TEXT ZUM LESEN ->
********
# Wo bekomme ich in Zeeland Sandaale/Tobiasfische her



## _seabass_hunter (6. Mai 2012)

Hallo
Kann mir einer verraten wo ich in Zeeland die Sandaale/Tobiasfische bekomme? Es soll ein Top_Köder auf Wolfbarsch sein ,aber wie soll man die auftreiben |uhoh:
Gruß und Danke


----------



## j.Breithardt (6. Mai 2012)

*AW: Wo bekomme ich in Zeeland Sandaale/Tobiasfische her*



rolcinc schrieb:


> Hallo
> Kann mir einer verraten wo ich in Zeeland die Sandaale/Tobiasfische bekomme? Es soll ein Top_Köder auf Wolfbarsch sein ,aber wie soll man die auftreiben |uhoh:
> Gruß und Danke


 

Durchgangsstr. in Westkapelle,der Laden heist Melis.


----------



## _seabass_hunter (6. Mai 2012)

*AW: Wo bekomme ich in Zeeland Sandaale/Tobiasfische her*

http://www.meliswestkapelle.nl/hengelsport/10-zee-aas
aber hat der auch die Tobis ??Wenn ja sind die Frisch oder gefroren?
********
INHALT DER DATENSÄTZE ->
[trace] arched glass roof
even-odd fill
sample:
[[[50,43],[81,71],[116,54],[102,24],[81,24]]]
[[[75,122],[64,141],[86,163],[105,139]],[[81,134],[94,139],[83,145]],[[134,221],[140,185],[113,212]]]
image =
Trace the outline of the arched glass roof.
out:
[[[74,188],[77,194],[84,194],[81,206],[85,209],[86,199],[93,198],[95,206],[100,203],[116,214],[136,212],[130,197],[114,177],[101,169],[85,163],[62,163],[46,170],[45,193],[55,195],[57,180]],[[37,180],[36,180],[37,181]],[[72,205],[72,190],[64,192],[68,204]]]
********
KURZE ÜBUNG -> Erklären Sie in ein bis drei Sätzen, warum im Forenthread über Sandaale in Zeeland nach diesen Fischen gefragt wird. Die Datensätze stammen aus einer anderen Quelle als der Text.

LÖSUNG -> Sandaale bzw. Tobiasfische sollen ein Top-Köder auf Wolfbarsch sein. Deshalb wird gefragt, wo man sie in Zeeland bekommt, denn es ist unklar, wie man sie auftreiben soll.